J’ai le plaisir de vous adresser deux Dvar Thora sur la paracha de la semaine consacrés à la

Bar mitsva de David ghouzi.

Dans le but de diffuser encore et toujours le message éternel de la Thora, nous envoyons ce Dvar Thora à des milliers de personnes francophones dans le monde, via Internet.

Cette année, notre Institution a emménagé dans un nouveau bâtiment, qui porte dorénavant le nom de BEIT YEHOUDA VEHANA au nom de la famille qui a contribué au financement de cette acquisition ; notre reconnaissance est infinie tant pour cette famille que pour tous nos généreux donateurs et amis.

Le bâtiment est situé face au Mont HERZL et nous serons toujours heureux de pouvoir vous y accueillir avec les 18 enseignants, les 10 avrehim et les 153 étudiants.

Pour visualiser les photos et le film d'inauguration du bâtiment à Jérusalem vous pouvez cliquer sur le lien suivant :

http://www.daathaim.org/evenement/index.php

Ce Dvar Thora est écrit pour la guérison (refoua chelema) du fils de

Rav Eliahou Elkaïm,

‘Haïm Yéhouda ben Mazaltov

Ici, à Jérusalem, ville éternelle, symbole de la pérennité du peuple juif, nous prions et agissons pour la Délivrance et la paix.

Avec notre plus cordial Chabbat Chalom et Hodech Tov,

Rav Chalom Bettan


Réflexion cartésienne et dimension surnaturelle

Par le Rav Eliahou Elkaïm

Dans la paracha de cette semaine, il est question d’événements surnaturels. Quelle est la position de la Thora face à tout ce qui touche au magique, à la sorcellerie, à une dimension fantastique ?

Moïse, pour prouver qu’il est envoyé par D.ieu, fait des miracles devant Pharaon et ses magiciens : son bâton se transforme en serpent puis reprend sa forme initiale, sa main devient lépreuse puis guérit miraculeusement, enfin il envoie la première plaie, celle du sang.

Rachi, qui rapporte le Talmud (Ménahot p. 85), explique que la réaction de Pharaon et de sa suite fut de montrer que les magiciens d’Egypte étaient eux aussi capables d’effectuer de telles prouesses.

Et Pharaon ajoute : « Tu introduis de la paille dans un silo », métaphore pour indiquer à Moïse qu’il perd son temps, tentant d’impressionner des spécialistes en la matière ! Et en effet, l’Egypte était à l’époque, à la pointe des domaines de magie, sorcellerie et autres sciences surnaturelles.

Finalement, ce n’est qu’avec la troisième plaie (la vermine), un prodige qu’ils n’arrivèrent pas à égaler, que les magiciens égyptiens reconnurent la main divine : « Les devins dirent à Pharaon : Le doigt de D.ieu est là ! Mais le cœur de Pharaon persista et il ne les écouta point, comme l’avait dit l’Eternel. » (Exode 8 ; 15)

• [Consignes]:
1. Mettez à jour le passage du texte sur la dimension surnaturelle allant de « Avec notre plus » jusqu'à « celle du sang. », en remplaçant « Moïse » par « Moché ».
2. Présentez toutes les lignes de données ci-dessous sous forme de CSV à deux colonnes, « requête » et « réponse ». Prévoyez une ligne CSV par requête, chaque champ étant entre guillemets et ses sauts de ligne remplacés par des espaces, sans reprendre les images.
Le texte n'a aucun lien avec les lignes.

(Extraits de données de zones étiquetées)
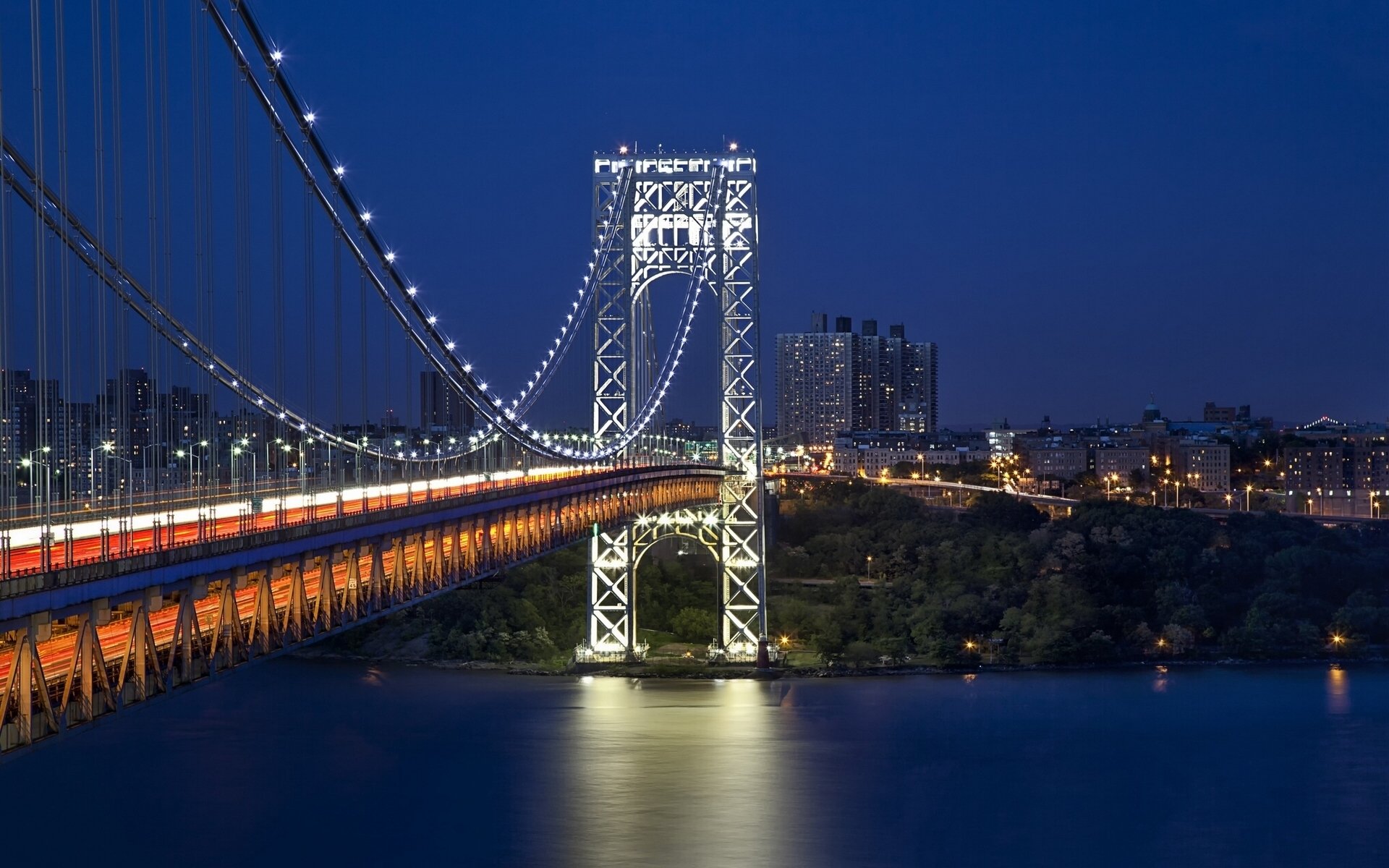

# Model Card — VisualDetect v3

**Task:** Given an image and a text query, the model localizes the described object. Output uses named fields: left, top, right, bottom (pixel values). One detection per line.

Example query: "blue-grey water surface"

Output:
left=0, top=660, right=1389, bottom=868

• [Réponses]:
1.
Avec notre plus cordial Chabbat Chalom et Hodech Tov,

Rav Chalom Bettan


Réflexion cartésienne et dimension surnaturelle

Par le Rav Eliahou Elkaïm

Dans la paracha de cette semaine, il est question d’événements surnaturels. Quelle est la position de la Thora face à tout ce qui touche au magique, à la sorcellerie, à une dimension fantastique ?

Moché, pour prouver qu’il est envoyé par D.ieu, fait des miracles devant Pharaon et ses magiciens : son bâton se transforme en serpent puis reprend sa forme initiale, sa main devient lépreuse puis guérit miraculeusement, enfin il envoie la première plaie, celle du sang.

2.
requête,réponse
"# Model Card — VisualDetect v3 **Task:** Given an image and a text query, the model localizes the described object. Output uses named fields: left, top, right, bottom (pixel values). One detection per line. Example query: ""blue-grey water surface"" Output:","left=0, top=660, right=1389, bottom=868"